§ WHAT YOU HAVE TO DO:
Please continue the discussion of an app's mobile data usage below, picking up right after its final sentence.

Let's suppose they reduce the data use down to 19mb/hour, saving just one little megabyte. Let's assume the average user's data plan cost about 1$ per gigabyte. Apparently, users spend about 5 hours per week on this app, let's say 20 hours per month. So we're saving 20mb/month, or 0.02 (two cents). Let's assume there are a million such users. Total, this would save 20.000 dollars per month.
Okay, now let's suppose a developer's time is worth about 100$ per hour. It would take 200 hours worth of development for the development cost to exceed the savings, or about 5 weeks.
One little megabyte for a month is worth more than a month of developer effort. And of course this is just one megabyte. If the sibling threads are any indication, a proper caching mechanism would likely save over 15Mb.
15Mb means the users are losing over 3 million dollars per year.
With regards to the users expecting respect - this is not about business, this is about human decency. Respect is something one should give to other people by default. Sure I can go and waste other people's time and money on purpose, to the limits allowed by the law, but doing that - in normal, real-world life - makes me an asshole.
Now I understand that you're trying to prevent shifting all the blame and responsibility on developers. Indeed, I don't think this is an issue that should prevent one from sleeping at night, or something. But I believe that - as a basic part of the craft - it should be something one thinks about. That as a developer, one should minimize the load of one's product on the end-user to the extent it's reasonable.
A perfect app does all the things user needs while using zero resources. We will never make a perfect app, but we can sure treat it as something to aim towards.
This is a straw man - nobody expects perfection. For some reason there is a lot of resistance to educating the use and asking their permission.
I suspect that this game simply needed a clear warning before download and on startup that includes an estimate of the bandwidth needs. Perhaps only the first startup with an acknowledgement from the user. It may not be possible, but if there is a way to estimate the remaining data plan limit it, including an estimate that "This game will use X% of your data plan per hour" would be a very good way to let the user manage the own usage.

§ DATA EXCERPTS:
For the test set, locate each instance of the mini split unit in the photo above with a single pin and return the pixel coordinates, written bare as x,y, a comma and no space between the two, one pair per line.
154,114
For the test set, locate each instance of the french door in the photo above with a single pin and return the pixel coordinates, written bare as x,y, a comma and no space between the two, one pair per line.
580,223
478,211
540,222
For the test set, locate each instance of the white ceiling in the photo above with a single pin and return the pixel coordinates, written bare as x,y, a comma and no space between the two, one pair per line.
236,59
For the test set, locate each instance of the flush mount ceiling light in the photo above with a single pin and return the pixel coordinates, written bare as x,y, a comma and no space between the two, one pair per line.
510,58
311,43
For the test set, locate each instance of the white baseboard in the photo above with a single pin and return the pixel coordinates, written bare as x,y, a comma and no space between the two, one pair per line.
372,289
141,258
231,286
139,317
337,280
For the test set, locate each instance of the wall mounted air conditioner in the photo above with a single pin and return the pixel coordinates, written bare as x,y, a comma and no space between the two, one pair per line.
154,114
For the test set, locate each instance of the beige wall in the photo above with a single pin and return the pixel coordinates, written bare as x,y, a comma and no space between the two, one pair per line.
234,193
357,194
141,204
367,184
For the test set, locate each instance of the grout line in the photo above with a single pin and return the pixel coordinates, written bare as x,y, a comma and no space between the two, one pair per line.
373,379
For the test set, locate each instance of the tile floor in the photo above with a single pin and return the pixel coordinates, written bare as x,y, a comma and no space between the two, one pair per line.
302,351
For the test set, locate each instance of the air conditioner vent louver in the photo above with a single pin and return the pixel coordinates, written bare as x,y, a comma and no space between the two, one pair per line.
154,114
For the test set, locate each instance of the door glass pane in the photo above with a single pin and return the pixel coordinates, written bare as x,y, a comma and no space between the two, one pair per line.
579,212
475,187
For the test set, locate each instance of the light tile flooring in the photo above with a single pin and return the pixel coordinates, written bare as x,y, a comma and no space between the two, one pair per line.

§ RESULT OF THE EXERCISE:
> offended
Welcome to the club. I'm offended every time a developer user resources (including data) without specific informed consent. "Free" is rarely without cost, and the user is rarely informed in detail. This lack of respect for the user has grown in recent years with the paternalistic attitude that users shouldn't/can't understand technology and the developer should manage the software for the user. Often this is claimed to be for dubious security reasons.
You complain that the developer shouldn't have to do anything beyond what they promised in a contract. They can have that level of interaction if-and-only-if they inform the user properly so the user can make informed choices, and they leave the user alone. If, however, the developer wants to retain any amount of control such as data gathering, forcing updates, or using any user resources without informed consent, then the developer is the responsible party. Let the user actually manage everything for themselves in a responsible manner, or accept liability for any problems derived from your software.
> height of entitlement
The height of improper entitlement are the developers that think they have a right to spy on users, take actions on the user's system without their permission, or otherwise do anything behind the user's back.
The user, however, is entitled to business interactions free of any dissembling or obfuscation.